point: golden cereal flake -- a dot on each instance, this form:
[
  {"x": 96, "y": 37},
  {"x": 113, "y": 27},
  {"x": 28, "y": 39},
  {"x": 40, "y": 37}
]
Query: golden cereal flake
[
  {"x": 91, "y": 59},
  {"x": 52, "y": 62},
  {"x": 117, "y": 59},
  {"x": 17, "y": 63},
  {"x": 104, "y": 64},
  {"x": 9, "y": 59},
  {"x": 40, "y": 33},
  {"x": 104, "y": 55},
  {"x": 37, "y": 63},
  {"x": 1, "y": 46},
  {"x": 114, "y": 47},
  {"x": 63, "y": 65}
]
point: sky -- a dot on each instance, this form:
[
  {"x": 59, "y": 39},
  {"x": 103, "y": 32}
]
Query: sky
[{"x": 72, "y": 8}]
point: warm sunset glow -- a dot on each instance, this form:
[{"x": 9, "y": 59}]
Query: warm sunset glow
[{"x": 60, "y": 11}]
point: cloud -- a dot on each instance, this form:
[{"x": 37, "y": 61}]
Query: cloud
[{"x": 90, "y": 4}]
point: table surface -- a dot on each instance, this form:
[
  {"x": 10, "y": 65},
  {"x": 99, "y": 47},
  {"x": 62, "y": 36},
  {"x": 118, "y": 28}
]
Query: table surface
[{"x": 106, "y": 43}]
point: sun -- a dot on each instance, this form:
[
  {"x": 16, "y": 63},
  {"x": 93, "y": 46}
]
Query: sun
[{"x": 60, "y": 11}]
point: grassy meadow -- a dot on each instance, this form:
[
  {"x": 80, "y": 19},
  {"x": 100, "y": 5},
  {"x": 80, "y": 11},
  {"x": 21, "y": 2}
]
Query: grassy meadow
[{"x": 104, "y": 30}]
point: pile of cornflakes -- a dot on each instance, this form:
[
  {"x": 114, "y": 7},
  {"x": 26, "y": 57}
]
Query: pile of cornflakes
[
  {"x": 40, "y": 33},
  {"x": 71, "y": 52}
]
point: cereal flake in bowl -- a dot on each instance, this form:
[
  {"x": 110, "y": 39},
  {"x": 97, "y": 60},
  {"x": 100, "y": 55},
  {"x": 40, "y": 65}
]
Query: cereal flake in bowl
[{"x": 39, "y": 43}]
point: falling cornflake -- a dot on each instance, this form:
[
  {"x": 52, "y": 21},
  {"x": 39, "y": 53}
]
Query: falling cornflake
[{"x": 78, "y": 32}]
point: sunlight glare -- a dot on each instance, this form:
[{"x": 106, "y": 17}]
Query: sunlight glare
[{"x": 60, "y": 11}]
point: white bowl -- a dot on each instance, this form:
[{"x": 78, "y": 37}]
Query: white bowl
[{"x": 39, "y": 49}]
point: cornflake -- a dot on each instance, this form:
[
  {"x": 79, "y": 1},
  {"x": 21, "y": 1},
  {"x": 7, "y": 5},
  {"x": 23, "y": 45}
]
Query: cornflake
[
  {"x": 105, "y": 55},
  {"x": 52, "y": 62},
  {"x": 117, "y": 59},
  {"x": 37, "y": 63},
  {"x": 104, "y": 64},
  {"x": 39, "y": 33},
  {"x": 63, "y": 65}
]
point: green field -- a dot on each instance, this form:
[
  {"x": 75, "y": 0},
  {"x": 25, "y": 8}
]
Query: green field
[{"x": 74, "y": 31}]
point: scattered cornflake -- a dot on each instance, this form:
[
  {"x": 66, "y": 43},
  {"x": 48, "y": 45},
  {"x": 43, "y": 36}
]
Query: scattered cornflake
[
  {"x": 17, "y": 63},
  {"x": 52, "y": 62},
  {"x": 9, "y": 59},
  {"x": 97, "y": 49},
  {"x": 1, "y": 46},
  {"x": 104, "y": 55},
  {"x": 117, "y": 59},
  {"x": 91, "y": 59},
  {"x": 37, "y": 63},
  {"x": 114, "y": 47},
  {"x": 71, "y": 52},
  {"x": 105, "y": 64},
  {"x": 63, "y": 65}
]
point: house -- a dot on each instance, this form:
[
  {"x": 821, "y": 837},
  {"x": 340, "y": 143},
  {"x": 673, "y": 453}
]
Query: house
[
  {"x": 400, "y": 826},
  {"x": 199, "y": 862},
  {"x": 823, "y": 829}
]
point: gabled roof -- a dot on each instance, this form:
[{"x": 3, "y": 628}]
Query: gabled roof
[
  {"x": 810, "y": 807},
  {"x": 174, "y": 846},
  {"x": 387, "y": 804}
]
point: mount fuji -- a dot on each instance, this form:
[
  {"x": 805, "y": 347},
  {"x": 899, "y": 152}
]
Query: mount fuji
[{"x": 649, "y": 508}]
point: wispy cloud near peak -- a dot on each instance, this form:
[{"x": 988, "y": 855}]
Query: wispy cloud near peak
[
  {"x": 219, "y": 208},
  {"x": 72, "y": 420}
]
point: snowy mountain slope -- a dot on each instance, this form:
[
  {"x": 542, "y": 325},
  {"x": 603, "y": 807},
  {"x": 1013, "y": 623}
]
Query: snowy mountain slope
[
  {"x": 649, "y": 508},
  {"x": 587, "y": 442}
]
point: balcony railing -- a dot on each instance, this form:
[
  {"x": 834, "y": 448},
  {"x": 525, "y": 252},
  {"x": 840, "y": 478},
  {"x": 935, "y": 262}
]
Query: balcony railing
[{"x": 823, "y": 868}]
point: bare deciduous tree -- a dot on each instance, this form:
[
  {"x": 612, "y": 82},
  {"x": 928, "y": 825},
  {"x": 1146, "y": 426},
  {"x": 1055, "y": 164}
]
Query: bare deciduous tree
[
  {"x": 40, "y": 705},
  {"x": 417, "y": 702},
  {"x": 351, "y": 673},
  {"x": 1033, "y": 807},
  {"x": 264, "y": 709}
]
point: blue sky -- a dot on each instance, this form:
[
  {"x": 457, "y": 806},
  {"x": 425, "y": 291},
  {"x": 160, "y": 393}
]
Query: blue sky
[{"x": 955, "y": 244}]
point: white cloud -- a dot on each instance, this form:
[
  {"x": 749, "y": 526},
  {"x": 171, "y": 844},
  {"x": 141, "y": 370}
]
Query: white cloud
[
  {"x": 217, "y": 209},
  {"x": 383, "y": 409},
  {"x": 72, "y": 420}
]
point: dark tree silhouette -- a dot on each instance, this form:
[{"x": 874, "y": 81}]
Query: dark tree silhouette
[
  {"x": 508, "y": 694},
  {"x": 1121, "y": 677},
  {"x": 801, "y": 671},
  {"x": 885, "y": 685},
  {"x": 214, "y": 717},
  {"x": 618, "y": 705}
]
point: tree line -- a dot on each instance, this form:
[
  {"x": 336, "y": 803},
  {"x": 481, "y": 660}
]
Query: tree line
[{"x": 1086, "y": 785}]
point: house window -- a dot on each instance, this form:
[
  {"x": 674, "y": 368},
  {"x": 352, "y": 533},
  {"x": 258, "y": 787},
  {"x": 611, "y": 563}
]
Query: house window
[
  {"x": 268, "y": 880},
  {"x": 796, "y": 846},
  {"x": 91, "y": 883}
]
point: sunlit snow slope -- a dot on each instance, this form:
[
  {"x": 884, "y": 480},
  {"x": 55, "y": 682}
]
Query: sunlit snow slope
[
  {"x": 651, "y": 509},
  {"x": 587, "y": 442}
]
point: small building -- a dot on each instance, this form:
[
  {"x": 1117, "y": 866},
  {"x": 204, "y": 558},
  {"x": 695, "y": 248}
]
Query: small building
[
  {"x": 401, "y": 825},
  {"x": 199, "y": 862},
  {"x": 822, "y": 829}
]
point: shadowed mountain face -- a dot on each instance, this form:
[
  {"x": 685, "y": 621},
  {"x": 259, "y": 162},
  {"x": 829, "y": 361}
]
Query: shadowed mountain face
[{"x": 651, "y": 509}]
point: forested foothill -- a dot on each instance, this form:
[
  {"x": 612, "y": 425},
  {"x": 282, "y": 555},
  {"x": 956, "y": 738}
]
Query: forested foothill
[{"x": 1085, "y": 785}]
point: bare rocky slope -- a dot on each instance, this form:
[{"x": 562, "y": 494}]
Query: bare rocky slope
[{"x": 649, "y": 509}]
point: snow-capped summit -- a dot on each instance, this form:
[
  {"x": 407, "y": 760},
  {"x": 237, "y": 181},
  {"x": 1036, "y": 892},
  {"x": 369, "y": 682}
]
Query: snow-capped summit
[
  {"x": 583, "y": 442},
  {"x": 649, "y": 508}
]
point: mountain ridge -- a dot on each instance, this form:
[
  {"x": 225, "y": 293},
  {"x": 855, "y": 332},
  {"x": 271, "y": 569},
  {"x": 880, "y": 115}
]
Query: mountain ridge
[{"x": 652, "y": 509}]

########################################

## Work required
Reproduce verbatim the lines of the listing above from the line containing "point: snow-capped summit" through the final line of the listing.

## Reply
point: snow-capped summit -- a dot on each instance, this form:
[
  {"x": 407, "y": 760},
  {"x": 237, "y": 181},
  {"x": 1036, "y": 892},
  {"x": 369, "y": 682}
]
Query: snow-capped summit
[
  {"x": 583, "y": 442},
  {"x": 649, "y": 508}
]
point: mountain ridge -- a dot on each instance, this form:
[
  {"x": 225, "y": 293},
  {"x": 855, "y": 332},
  {"x": 271, "y": 569},
  {"x": 880, "y": 115}
]
Query: mountain ridge
[{"x": 652, "y": 509}]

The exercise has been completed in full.